• [WRITTEN PROBLEM] Rewrite the material below, putting "winter coat" in place of "puffer coat" and keeping everything else the same. Leave the pictures out of your answer.

• [Coordinate annotation entries]

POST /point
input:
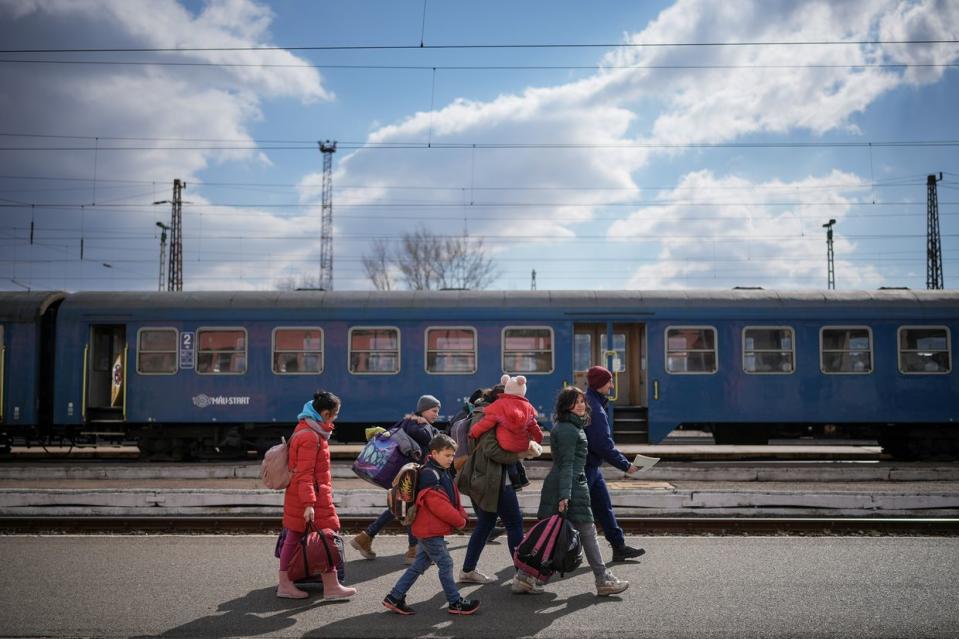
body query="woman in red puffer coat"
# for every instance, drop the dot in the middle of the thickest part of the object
(309, 497)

• [RESPONSE TO THE EXERCISE]
POST /point
input:
body query="woman in red winter coat"
# for every instance, drop the dot in the middle of the thickest part of the object
(309, 497)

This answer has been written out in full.